# Input rows
——

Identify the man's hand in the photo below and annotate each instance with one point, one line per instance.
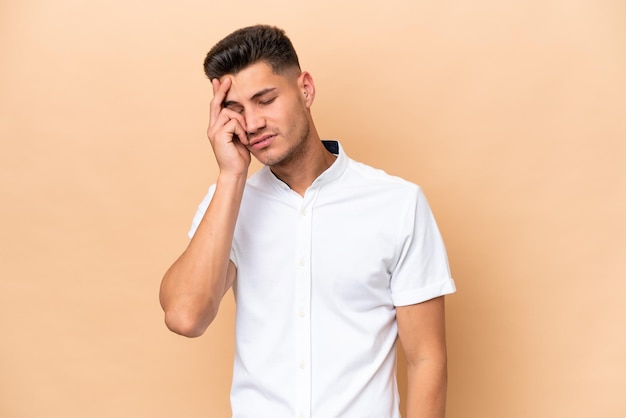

——

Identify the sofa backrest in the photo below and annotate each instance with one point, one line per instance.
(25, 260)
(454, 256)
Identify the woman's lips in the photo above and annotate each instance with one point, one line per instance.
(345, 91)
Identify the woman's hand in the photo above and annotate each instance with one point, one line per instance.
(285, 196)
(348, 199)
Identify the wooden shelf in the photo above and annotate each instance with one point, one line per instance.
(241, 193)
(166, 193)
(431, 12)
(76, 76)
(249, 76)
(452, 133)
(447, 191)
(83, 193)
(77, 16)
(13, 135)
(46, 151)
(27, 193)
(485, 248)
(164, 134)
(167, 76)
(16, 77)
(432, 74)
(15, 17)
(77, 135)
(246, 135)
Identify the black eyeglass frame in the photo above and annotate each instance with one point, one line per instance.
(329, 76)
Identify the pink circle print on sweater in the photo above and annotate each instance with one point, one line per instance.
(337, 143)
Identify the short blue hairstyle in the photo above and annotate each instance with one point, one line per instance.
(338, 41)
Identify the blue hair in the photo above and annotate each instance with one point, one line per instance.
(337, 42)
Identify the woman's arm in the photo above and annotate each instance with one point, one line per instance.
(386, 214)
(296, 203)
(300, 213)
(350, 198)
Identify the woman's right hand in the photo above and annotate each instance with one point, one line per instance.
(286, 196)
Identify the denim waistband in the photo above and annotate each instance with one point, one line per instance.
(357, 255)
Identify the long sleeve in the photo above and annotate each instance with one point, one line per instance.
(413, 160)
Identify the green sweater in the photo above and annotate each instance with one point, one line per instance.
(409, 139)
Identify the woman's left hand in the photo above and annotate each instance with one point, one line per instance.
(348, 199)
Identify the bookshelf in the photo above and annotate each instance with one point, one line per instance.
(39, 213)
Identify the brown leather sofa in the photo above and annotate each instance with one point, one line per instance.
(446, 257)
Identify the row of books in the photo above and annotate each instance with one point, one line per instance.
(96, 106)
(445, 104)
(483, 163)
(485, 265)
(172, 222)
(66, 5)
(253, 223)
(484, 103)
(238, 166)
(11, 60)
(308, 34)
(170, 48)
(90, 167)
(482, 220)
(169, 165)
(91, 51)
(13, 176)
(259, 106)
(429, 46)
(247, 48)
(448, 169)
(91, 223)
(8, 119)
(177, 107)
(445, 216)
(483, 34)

——

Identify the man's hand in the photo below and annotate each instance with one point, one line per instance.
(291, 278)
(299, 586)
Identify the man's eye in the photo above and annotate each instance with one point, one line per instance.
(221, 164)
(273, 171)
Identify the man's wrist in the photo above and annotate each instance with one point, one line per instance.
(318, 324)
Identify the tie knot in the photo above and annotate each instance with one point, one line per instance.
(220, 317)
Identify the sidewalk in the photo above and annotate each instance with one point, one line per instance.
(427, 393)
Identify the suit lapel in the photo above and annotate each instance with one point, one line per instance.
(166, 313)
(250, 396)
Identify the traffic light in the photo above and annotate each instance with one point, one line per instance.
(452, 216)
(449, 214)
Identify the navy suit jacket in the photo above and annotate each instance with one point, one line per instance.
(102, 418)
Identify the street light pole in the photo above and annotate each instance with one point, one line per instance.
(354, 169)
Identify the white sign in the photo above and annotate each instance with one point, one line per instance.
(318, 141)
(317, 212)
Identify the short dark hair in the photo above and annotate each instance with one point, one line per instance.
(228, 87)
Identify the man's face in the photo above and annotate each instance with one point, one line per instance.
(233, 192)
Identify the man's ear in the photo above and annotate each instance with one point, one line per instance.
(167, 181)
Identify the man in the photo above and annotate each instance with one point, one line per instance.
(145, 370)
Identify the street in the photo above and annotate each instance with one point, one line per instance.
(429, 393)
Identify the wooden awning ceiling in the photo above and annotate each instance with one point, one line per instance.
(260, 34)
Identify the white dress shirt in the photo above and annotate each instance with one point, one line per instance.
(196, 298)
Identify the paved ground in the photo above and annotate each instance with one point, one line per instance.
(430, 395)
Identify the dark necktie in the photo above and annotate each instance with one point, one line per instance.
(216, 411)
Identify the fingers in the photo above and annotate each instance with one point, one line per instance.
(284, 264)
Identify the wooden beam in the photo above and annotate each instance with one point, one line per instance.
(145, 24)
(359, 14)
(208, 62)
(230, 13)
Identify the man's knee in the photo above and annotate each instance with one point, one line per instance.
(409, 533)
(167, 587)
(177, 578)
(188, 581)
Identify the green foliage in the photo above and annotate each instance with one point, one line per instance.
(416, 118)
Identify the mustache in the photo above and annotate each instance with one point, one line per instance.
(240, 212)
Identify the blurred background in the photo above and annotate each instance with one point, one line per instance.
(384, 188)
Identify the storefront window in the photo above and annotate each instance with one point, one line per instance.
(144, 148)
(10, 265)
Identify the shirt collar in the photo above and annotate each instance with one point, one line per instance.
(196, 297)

——

# What the task asks
Please pick out each line of the listing above that contains the string "sweater". Case counts.

# Response
Identify the pink circle print on sweater in the photo above and annotate each instance with one point, one line per instance.
Identify the green sweater in the photo above and annotate each instance with one point, one line per instance.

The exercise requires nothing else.